What the task requires
Could you write out everything from the row containing "target | pine straw mulch" down to the end of the rows, increasing every x and y coordinate in the answers by 8 and keeping all other lines as they are?

──────── Stored data

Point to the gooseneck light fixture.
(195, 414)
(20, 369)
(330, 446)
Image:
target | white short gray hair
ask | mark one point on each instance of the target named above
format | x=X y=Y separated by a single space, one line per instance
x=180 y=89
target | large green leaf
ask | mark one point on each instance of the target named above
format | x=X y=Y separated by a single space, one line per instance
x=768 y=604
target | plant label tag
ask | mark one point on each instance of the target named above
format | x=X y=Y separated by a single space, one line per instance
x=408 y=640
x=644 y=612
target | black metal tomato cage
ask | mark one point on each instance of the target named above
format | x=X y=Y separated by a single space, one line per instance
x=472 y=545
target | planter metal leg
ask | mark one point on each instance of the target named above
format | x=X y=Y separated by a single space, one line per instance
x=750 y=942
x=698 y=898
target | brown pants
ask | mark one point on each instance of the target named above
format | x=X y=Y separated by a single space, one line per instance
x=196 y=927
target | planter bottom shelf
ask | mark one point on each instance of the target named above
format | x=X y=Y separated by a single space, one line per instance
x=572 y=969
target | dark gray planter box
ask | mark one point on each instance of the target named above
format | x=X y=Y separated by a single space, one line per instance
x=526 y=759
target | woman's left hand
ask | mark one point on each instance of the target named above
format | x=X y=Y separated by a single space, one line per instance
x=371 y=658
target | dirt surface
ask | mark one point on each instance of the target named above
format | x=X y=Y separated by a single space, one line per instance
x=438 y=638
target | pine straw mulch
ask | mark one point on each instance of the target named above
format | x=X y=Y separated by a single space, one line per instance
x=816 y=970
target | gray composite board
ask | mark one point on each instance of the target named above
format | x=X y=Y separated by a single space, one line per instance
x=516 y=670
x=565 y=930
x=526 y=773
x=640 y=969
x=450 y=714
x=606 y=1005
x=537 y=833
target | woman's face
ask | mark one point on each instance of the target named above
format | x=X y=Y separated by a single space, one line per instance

────────────────

Task result
target | pine straw mulch
ask | mark one point on each instance of the target named above
format | x=X y=Y separated by a single space, one line per instance
x=824 y=978
target | gray composite board
ask | mark one point on each instance of the target named above
format | x=X y=Y separated by a single space, one line per instance
x=524 y=678
x=573 y=938
x=534 y=781
x=648 y=977
x=458 y=722
x=614 y=1013
x=545 y=841
target | woman's face
ask | mark one point on each instance of the target named above
format | x=X y=Y separated by a single space, one line per instance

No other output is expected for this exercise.